**What is asked**: All lines below must be repeated exactly, with the pictures omitted.

**Provided material**:

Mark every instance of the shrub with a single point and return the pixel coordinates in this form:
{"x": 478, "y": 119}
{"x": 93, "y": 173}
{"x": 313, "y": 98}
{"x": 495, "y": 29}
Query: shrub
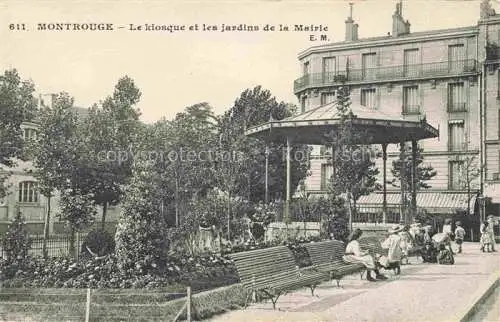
{"x": 99, "y": 242}
{"x": 16, "y": 241}
{"x": 141, "y": 241}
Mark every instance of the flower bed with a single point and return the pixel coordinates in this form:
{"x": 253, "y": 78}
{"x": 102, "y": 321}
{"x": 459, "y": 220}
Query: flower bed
{"x": 202, "y": 272}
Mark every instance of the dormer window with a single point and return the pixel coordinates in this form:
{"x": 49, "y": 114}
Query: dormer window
{"x": 28, "y": 192}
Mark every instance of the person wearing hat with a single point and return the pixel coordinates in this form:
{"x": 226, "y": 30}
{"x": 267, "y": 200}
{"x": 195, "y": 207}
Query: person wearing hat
{"x": 485, "y": 237}
{"x": 393, "y": 244}
{"x": 354, "y": 254}
{"x": 491, "y": 231}
{"x": 459, "y": 236}
{"x": 447, "y": 227}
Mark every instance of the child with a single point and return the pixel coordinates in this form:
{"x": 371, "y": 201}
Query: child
{"x": 447, "y": 227}
{"x": 459, "y": 236}
{"x": 445, "y": 256}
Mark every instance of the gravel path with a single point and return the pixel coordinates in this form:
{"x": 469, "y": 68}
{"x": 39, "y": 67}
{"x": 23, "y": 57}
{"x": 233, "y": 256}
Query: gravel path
{"x": 423, "y": 292}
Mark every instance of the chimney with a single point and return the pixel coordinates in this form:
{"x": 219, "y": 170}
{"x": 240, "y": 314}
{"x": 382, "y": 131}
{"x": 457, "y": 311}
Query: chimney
{"x": 351, "y": 28}
{"x": 399, "y": 25}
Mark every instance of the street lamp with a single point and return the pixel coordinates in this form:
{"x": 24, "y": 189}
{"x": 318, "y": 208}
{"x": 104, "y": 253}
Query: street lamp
{"x": 267, "y": 175}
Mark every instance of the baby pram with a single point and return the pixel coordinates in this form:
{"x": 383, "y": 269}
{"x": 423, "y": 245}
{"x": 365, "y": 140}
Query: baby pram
{"x": 432, "y": 247}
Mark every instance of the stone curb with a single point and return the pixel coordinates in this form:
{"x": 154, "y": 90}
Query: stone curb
{"x": 479, "y": 297}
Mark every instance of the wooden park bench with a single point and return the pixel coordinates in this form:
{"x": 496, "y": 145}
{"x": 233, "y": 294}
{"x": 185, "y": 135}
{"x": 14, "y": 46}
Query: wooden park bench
{"x": 326, "y": 256}
{"x": 273, "y": 272}
{"x": 374, "y": 247}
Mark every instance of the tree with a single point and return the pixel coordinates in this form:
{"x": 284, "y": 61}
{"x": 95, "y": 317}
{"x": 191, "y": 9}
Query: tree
{"x": 110, "y": 131}
{"x": 141, "y": 241}
{"x": 423, "y": 172}
{"x": 253, "y": 107}
{"x": 16, "y": 241}
{"x": 192, "y": 142}
{"x": 354, "y": 171}
{"x": 78, "y": 210}
{"x": 54, "y": 151}
{"x": 17, "y": 105}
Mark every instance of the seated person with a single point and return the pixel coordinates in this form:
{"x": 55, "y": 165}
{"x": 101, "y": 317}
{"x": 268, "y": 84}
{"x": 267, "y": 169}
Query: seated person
{"x": 445, "y": 256}
{"x": 353, "y": 254}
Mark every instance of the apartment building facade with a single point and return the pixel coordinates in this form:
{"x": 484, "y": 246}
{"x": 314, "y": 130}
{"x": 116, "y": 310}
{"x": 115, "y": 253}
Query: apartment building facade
{"x": 23, "y": 193}
{"x": 449, "y": 77}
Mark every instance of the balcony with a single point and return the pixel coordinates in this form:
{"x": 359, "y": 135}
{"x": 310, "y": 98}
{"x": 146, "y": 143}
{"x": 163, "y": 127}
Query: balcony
{"x": 411, "y": 109}
{"x": 457, "y": 107}
{"x": 391, "y": 73}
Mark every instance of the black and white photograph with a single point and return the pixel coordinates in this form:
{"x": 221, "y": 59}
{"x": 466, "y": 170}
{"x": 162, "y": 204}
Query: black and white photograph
{"x": 254, "y": 160}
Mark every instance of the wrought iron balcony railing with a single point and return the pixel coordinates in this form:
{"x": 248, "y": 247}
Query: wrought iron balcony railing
{"x": 410, "y": 109}
{"x": 457, "y": 107}
{"x": 429, "y": 70}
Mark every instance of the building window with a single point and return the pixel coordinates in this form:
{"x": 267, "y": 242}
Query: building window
{"x": 303, "y": 103}
{"x": 411, "y": 100}
{"x": 457, "y": 98}
{"x": 306, "y": 68}
{"x": 456, "y": 135}
{"x": 326, "y": 175}
{"x": 28, "y": 192}
{"x": 329, "y": 69}
{"x": 369, "y": 63}
{"x": 29, "y": 134}
{"x": 454, "y": 175}
{"x": 456, "y": 57}
{"x": 411, "y": 62}
{"x": 368, "y": 98}
{"x": 327, "y": 98}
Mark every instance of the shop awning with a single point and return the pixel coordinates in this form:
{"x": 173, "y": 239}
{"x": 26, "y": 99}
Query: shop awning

**Answer**:
Mark every instance of the shrub with a single point and return the pixel coordinates in this form:
{"x": 478, "y": 119}
{"x": 93, "y": 173}
{"x": 313, "y": 98}
{"x": 495, "y": 29}
Query: shrub
{"x": 99, "y": 242}
{"x": 16, "y": 241}
{"x": 141, "y": 241}
Mark every instance of the flower bed with a single point and return the pixel coordinates in this form:
{"x": 253, "y": 78}
{"x": 102, "y": 321}
{"x": 459, "y": 220}
Query: flower bed
{"x": 202, "y": 272}
Mark every instance of the dormer window with a single point and return the pixel coordinates in this form:
{"x": 49, "y": 114}
Query: dormer window
{"x": 28, "y": 192}
Mark every instance of the person wearing hat with a single point and return the pixel coordinates in this form:
{"x": 226, "y": 30}
{"x": 267, "y": 200}
{"x": 195, "y": 207}
Query: person wearing hat
{"x": 485, "y": 237}
{"x": 393, "y": 244}
{"x": 354, "y": 254}
{"x": 491, "y": 231}
{"x": 459, "y": 236}
{"x": 447, "y": 227}
Mark every instance of the child with a single point and return the pixel coordinates in this form:
{"x": 371, "y": 201}
Query: child
{"x": 447, "y": 227}
{"x": 459, "y": 236}
{"x": 445, "y": 256}
Mark every instance of the gravel path with a single point and return the pixel coordinates in this form:
{"x": 469, "y": 68}
{"x": 39, "y": 67}
{"x": 23, "y": 57}
{"x": 233, "y": 256}
Query: gravel path
{"x": 423, "y": 292}
Mark every instance of the chimney with a single point and return the pixel coordinates in this form:
{"x": 219, "y": 170}
{"x": 240, "y": 314}
{"x": 382, "y": 131}
{"x": 457, "y": 311}
Query: chimney
{"x": 351, "y": 28}
{"x": 399, "y": 25}
Mark every instance of the street lamp with a single point and return the pixel coordinates in this form:
{"x": 24, "y": 189}
{"x": 318, "y": 208}
{"x": 104, "y": 253}
Query: street lamp
{"x": 267, "y": 175}
Mark every instance of the baby pram with a single point and return the pixel coordinates in this form:
{"x": 383, "y": 269}
{"x": 423, "y": 245}
{"x": 365, "y": 140}
Query: baby pram
{"x": 432, "y": 247}
Mark every instance of the stone curb with a single point and return the pixel coordinates in this form:
{"x": 154, "y": 90}
Query: stone curb
{"x": 479, "y": 297}
Mark every instance of the wooden park bench with a single point and return the pixel coordinates in this form:
{"x": 496, "y": 145}
{"x": 233, "y": 294}
{"x": 185, "y": 135}
{"x": 14, "y": 46}
Query: wooden park bench
{"x": 326, "y": 256}
{"x": 273, "y": 272}
{"x": 374, "y": 247}
Mark every instance of the tree with a single point and return the pixel coordinates in this form:
{"x": 284, "y": 61}
{"x": 95, "y": 317}
{"x": 191, "y": 9}
Query: tree
{"x": 110, "y": 131}
{"x": 141, "y": 241}
{"x": 423, "y": 172}
{"x": 253, "y": 107}
{"x": 16, "y": 241}
{"x": 192, "y": 142}
{"x": 354, "y": 171}
{"x": 78, "y": 210}
{"x": 54, "y": 151}
{"x": 17, "y": 105}
Mark every instance of the seated person with a single point and return the pixel coordinates in this form:
{"x": 55, "y": 165}
{"x": 101, "y": 317}
{"x": 268, "y": 84}
{"x": 267, "y": 169}
Query: seated person
{"x": 445, "y": 256}
{"x": 353, "y": 254}
Mark every instance of the apartment building facade with a single point and return the pixel coordinates in this form:
{"x": 484, "y": 246}
{"x": 314, "y": 130}
{"x": 116, "y": 310}
{"x": 115, "y": 253}
Query: apartment building facade
{"x": 23, "y": 193}
{"x": 449, "y": 77}
Mark every instance of the balcony with a single point and return the pixel coordinates in this form:
{"x": 359, "y": 135}
{"x": 310, "y": 98}
{"x": 146, "y": 143}
{"x": 163, "y": 127}
Query: balcony
{"x": 411, "y": 109}
{"x": 457, "y": 107}
{"x": 391, "y": 73}
Mark every instance of the black and white photograph with a single point and return the pixel coordinates in this form:
{"x": 221, "y": 59}
{"x": 466, "y": 170}
{"x": 162, "y": 204}
Query: black and white photograph
{"x": 254, "y": 160}
Mark every instance of the wrought iron balcony railing with a single point and return the pixel coordinates in this form:
{"x": 248, "y": 247}
Query: wrought iron balcony railing
{"x": 410, "y": 109}
{"x": 457, "y": 107}
{"x": 429, "y": 70}
Mark every instance of the building window with a single point and return the pixel coordinates in this form:
{"x": 267, "y": 242}
Query: building window
{"x": 303, "y": 103}
{"x": 411, "y": 100}
{"x": 457, "y": 98}
{"x": 306, "y": 68}
{"x": 456, "y": 135}
{"x": 326, "y": 175}
{"x": 28, "y": 192}
{"x": 329, "y": 69}
{"x": 369, "y": 63}
{"x": 29, "y": 134}
{"x": 454, "y": 175}
{"x": 456, "y": 57}
{"x": 411, "y": 62}
{"x": 368, "y": 98}
{"x": 327, "y": 98}
Mark every instance of the shop awning with a single point and return the pixel coordinates in this form:
{"x": 173, "y": 239}
{"x": 26, "y": 99}
Query: shop awning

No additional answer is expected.